* **WHAT IS EXPECTED**:
Please set down, exactly, the line with "If you could mark the porch" and all lines that follow it through the end of the records below.

* **PROVIDED MATERIAL**:
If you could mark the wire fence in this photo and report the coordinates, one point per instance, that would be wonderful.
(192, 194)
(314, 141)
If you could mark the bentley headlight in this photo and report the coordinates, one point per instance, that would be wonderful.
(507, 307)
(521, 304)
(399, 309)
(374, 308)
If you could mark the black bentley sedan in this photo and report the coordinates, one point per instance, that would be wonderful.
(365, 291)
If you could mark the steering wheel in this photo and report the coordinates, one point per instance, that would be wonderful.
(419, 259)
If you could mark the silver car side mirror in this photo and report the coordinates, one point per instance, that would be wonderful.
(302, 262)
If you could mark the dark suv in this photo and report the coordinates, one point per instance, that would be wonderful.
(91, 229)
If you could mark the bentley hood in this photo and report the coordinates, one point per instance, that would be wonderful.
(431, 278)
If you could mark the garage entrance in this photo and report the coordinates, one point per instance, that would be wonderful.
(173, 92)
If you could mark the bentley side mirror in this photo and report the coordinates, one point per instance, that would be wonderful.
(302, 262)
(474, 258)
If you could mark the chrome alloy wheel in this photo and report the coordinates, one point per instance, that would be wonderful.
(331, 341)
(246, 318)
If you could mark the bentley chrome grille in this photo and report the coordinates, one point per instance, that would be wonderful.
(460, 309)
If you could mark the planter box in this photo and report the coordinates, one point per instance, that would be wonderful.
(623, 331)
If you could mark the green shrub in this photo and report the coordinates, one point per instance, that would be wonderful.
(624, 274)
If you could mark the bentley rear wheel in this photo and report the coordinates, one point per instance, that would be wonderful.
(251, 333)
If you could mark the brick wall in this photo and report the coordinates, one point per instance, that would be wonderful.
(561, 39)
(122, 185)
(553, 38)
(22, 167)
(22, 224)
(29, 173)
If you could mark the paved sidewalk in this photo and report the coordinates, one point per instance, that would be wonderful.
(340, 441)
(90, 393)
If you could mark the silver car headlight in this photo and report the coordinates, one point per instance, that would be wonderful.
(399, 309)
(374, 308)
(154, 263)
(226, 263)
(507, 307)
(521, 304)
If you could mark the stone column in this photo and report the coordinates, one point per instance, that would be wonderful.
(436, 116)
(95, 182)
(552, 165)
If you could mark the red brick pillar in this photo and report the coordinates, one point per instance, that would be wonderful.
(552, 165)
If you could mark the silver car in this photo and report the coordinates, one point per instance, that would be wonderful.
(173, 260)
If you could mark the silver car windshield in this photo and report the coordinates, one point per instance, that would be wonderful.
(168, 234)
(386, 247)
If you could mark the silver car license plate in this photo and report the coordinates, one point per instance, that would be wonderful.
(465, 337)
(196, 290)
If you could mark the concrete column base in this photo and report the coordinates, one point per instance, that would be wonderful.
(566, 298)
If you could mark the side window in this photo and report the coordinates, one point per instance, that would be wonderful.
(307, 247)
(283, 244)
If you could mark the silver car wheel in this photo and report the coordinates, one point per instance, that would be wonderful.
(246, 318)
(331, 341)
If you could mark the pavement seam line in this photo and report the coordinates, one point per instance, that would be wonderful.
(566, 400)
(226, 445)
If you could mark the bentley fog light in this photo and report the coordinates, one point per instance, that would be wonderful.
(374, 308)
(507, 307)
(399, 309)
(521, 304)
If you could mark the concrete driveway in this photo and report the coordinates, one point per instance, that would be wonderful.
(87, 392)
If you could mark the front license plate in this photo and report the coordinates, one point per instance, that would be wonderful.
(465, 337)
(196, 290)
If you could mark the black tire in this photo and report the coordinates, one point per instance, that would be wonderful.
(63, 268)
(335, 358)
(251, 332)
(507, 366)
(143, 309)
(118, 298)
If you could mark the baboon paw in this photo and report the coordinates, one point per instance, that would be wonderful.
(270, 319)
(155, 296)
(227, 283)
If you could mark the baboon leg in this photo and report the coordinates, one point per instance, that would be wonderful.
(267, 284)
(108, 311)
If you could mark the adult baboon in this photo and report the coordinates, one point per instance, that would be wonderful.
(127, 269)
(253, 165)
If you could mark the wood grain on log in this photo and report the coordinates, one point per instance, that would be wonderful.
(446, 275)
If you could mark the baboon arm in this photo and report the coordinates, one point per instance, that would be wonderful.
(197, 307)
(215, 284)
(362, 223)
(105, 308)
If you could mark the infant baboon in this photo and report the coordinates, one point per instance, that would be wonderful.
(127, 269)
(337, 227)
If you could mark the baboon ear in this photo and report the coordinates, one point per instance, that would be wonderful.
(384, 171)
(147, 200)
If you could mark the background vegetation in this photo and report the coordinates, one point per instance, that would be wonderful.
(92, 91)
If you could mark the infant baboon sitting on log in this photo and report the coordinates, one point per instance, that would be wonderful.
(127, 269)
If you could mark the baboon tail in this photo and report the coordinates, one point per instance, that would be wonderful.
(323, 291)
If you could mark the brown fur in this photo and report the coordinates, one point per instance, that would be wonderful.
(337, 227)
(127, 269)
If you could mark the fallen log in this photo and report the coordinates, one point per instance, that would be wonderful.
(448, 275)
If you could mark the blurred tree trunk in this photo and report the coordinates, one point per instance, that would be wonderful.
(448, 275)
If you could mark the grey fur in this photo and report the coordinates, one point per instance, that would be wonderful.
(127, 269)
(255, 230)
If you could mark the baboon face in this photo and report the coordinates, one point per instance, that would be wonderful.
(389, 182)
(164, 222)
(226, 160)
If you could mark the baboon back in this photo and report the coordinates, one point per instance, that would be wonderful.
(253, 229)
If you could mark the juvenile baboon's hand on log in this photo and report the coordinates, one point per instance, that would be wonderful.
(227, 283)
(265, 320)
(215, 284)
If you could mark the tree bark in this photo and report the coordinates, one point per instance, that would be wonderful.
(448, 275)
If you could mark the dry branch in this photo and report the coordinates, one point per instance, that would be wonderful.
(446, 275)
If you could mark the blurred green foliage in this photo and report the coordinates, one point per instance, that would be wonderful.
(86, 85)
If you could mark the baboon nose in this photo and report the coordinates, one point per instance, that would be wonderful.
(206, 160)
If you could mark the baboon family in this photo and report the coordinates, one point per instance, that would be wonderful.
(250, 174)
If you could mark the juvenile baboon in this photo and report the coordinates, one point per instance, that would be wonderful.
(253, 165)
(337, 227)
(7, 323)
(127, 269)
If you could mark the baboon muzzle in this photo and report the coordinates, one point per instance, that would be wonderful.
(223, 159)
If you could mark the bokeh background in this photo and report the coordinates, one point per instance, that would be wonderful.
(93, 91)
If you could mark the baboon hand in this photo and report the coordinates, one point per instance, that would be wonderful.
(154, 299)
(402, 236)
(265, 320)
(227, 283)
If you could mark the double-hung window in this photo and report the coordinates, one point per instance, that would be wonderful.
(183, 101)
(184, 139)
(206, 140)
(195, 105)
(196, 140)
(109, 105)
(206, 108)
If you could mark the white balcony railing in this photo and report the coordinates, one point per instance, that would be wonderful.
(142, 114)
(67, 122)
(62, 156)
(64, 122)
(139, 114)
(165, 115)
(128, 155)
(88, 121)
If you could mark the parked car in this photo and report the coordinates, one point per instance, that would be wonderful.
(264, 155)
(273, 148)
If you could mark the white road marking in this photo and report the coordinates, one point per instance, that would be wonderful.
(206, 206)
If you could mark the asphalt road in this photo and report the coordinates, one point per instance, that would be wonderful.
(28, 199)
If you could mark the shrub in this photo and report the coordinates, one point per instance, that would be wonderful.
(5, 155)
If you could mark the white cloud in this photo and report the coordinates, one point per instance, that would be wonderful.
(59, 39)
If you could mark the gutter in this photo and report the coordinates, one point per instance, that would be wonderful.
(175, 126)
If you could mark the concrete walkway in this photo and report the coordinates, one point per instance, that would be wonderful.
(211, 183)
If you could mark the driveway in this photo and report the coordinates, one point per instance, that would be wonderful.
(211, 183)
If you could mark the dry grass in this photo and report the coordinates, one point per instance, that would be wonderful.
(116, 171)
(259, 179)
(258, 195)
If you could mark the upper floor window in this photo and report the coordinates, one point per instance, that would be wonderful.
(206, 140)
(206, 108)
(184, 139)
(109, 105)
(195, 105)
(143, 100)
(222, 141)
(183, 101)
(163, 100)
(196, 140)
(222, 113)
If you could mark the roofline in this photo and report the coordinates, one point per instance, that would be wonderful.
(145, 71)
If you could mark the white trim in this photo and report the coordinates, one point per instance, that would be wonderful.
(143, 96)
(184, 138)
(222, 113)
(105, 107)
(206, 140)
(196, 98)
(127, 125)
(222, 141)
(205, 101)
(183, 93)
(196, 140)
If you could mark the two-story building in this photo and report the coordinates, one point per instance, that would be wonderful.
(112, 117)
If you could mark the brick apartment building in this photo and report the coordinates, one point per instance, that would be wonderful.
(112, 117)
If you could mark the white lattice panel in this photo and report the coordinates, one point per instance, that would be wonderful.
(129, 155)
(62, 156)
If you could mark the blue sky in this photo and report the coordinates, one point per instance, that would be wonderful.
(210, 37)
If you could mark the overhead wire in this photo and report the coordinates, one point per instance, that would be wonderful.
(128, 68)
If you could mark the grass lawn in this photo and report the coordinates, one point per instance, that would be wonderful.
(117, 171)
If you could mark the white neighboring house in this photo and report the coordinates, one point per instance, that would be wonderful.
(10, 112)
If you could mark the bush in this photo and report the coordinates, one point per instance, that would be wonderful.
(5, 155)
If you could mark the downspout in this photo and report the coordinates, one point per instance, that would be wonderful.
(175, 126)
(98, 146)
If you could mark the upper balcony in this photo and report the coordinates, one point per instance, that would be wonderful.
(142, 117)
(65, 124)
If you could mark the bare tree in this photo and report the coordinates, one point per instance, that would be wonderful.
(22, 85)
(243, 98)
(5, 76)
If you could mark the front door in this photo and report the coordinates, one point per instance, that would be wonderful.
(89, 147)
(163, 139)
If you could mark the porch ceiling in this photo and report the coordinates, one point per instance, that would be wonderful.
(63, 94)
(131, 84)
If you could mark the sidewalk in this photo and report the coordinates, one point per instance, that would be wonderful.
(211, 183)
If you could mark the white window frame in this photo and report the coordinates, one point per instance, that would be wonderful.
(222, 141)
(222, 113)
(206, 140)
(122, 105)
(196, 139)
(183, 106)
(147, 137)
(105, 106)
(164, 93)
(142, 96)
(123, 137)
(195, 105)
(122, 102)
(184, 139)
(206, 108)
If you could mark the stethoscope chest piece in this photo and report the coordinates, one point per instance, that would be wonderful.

* **OUTPUT**:
If you could mark the porch ceiling in this photo and report the coordinates, one point per instance, that would be wonderful.
(63, 94)
(131, 84)
If you could mark the sidewalk in this photo and report the coordinates, one point per instance, that would be wonderful.
(211, 183)
If you could mark the white window frame in this photo and report the coordinates, one point per instance, that would be wonderful.
(222, 141)
(222, 113)
(206, 140)
(122, 105)
(196, 139)
(183, 106)
(147, 137)
(105, 106)
(164, 93)
(142, 96)
(123, 137)
(195, 105)
(122, 102)
(184, 139)
(206, 108)
If you could mark the stethoscope chest piece in this photo and report the coordinates, one point per instance, that would be wonderful.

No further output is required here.